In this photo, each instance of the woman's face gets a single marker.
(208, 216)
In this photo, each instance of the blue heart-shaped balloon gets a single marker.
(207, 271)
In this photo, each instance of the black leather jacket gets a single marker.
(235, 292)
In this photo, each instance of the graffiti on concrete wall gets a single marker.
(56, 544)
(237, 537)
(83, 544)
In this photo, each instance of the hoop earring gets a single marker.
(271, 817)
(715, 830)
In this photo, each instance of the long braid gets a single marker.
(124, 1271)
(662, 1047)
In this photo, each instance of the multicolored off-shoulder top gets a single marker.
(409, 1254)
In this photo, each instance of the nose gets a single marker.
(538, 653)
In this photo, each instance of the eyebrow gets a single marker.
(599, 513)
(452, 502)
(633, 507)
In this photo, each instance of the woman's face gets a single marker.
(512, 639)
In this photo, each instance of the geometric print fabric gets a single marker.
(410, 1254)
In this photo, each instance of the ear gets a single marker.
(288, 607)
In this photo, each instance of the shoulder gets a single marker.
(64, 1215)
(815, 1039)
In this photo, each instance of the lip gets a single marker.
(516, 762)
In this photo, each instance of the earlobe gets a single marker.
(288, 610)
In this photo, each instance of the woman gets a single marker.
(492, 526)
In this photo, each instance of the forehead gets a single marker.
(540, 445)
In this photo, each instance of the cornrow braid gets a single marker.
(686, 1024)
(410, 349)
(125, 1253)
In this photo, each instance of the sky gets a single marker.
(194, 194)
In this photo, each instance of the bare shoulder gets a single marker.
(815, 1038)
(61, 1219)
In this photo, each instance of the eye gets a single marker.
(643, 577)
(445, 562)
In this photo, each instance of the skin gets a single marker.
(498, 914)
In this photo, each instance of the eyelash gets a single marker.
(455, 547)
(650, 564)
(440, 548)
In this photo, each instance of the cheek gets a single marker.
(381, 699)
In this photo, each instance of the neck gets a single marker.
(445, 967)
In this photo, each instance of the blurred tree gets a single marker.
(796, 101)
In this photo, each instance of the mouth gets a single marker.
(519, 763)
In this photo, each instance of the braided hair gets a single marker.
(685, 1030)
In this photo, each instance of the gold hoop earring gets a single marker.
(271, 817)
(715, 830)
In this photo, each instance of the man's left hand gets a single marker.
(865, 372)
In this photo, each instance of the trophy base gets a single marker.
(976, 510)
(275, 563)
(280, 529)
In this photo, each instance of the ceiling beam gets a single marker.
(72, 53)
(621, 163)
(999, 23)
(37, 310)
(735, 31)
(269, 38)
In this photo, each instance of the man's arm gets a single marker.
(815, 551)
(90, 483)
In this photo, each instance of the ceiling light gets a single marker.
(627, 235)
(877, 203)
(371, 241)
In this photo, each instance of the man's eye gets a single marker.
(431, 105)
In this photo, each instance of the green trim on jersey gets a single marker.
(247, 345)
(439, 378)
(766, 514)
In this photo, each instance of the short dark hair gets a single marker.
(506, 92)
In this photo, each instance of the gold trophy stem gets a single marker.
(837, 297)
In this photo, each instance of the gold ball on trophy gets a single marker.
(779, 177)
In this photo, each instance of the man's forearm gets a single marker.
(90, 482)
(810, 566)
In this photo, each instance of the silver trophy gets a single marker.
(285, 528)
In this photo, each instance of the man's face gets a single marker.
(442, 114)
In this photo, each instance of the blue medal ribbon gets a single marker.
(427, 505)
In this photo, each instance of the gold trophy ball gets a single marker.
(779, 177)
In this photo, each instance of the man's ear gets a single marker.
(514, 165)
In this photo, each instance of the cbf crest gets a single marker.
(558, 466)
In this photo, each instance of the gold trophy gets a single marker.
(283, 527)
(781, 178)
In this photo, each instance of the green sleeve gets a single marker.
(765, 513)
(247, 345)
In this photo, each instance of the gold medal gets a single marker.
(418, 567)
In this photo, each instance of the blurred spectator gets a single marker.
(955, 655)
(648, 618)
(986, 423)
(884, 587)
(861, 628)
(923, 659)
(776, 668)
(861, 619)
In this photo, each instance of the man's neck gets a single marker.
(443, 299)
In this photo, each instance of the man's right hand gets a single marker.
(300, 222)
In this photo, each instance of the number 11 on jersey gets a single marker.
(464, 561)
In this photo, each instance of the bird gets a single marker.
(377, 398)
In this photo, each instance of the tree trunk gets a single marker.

**Exercise brief**
Copy out all the rows above again, replacing "marker" with "point" everywhere it appears and keeping everything else unchanged.

**Answer to this problem**
In this photo, each instance of the woman's face gets a single point.
(208, 216)
In this photo, each instance of the blue heart-shaped balloon gets a single point.
(207, 271)
In this photo, each instance of the black leather jacket gets a single point.
(235, 292)
In this photo, each instance of the graffiti on concrete wall gets a single point.
(56, 544)
(237, 537)
(83, 544)
In this photo, each instance of the hoop earring gets a single point.
(271, 817)
(715, 830)
In this photo, each instance of the long braid gets a single point.
(124, 1271)
(662, 1047)
In this photo, each instance of the multicolored off-shoulder top gets a single point.
(409, 1254)
In this photo, each instance of the nose gets a single point.
(538, 653)
In this photo, each instance of the eyebrow gets a single point.
(599, 513)
(452, 502)
(633, 507)
In this photo, each instance of the woman's face gets a single point.
(512, 639)
In this photo, each instance of the geometric print fabric gets a single point.
(410, 1254)
In this photo, each instance of the ear gets a single point.
(288, 607)
In this photo, each instance of the shoulder gets a single point.
(64, 1215)
(815, 1039)
In this photo, each instance of the lip gets a single point.
(516, 762)
In this photo, each instance of the earlobe gets a single point.
(288, 610)
In this photo, each instance of the woman gets a single point.
(492, 526)
In this photo, each instance of the forehead gets a single point.
(540, 445)
In this photo, each instance of the cornrow braid gets a single point.
(686, 1024)
(410, 349)
(125, 1253)
In this photo, each instance of the sky gets a single point.
(194, 194)
In this photo, each instance of the bare shoulder gets a single point.
(815, 1038)
(61, 1219)
In this photo, each instance of the eye gets a single point.
(643, 577)
(445, 562)
In this photo, each instance of the skin gets a single point.
(498, 914)
In this photo, each instance of the eyelash gets a single point.
(455, 547)
(650, 564)
(440, 548)
In this photo, each instance of the cheek gets a single point.
(381, 699)
In this photo, each instance of the neck gets a single point.
(445, 967)
In this photo, each instance of the blurred tree gets a single point.
(796, 101)
In this photo, each instance of the mouth gets a single point.
(519, 763)
In this photo, each instance of the braided hair gets a single point.
(685, 1030)
In this photo, each instance of the gold hoop earring gets a single point.
(271, 817)
(715, 830)
In this photo, each instance of the man's left hand gets a single point.
(865, 372)
In this photo, each instance of the trophy base gets a single point.
(976, 510)
(275, 563)
(280, 529)
In this photo, each instance of the ceiling beam gets a single point.
(72, 53)
(621, 163)
(999, 23)
(37, 310)
(735, 31)
(269, 38)
In this photo, each instance of the man's arm gets a single point.
(815, 551)
(90, 483)
In this photo, each instance of the ceiling light gets a single point.
(627, 235)
(877, 203)
(371, 241)
In this photo, each instance of the man's eye gets a single point.
(431, 105)
In this photo, each instance of the green trim on jersey gets a single point.
(247, 345)
(439, 378)
(766, 514)
In this photo, each instance of the short dark hair gets a single point.
(506, 92)
In this photo, each instance of the gold trophy stem gets a single point.
(837, 297)
In this photo, each instance of the gold ball on trophy gets a single point.
(779, 177)
In this photo, each instance of the man's forearm gets a single point.
(90, 482)
(810, 566)
In this photo, each instance of the silver trophy gets a single point.
(285, 528)
In this photo, each instance of the man's face gets a single point.
(442, 114)
In this photo, each instance of the blue medal ribbon gets a single point.
(427, 505)
In this photo, each instance of the gold trophy ball gets a single point.
(779, 177)
In this photo, each instance of the man's ear gets a single point.
(514, 165)
In this photo, each instance of the cbf crest gets a single point.
(558, 466)
In this photo, each instance of the gold trophy gets a single point.
(283, 527)
(781, 178)
In this photo, each instance of the green sleeve gets a single point.
(765, 513)
(247, 345)
In this photo, each instance of the gold medal gets a single point.
(418, 567)
In this photo, each instance of the blurred spectator gets a single point.
(955, 655)
(648, 618)
(986, 423)
(884, 587)
(861, 628)
(923, 659)
(776, 668)
(861, 619)
In this photo, each instance of the man's neck gets a single point.
(443, 299)
In this photo, each instance of the man's right hand gets a single point.
(300, 222)
In this photo, each instance of the number 11 on jersey gets a single point.
(464, 561)
In this photo, each instance of the bird gets a single point.
(377, 398)
In this photo, each instance of the tree trunk gets a single point.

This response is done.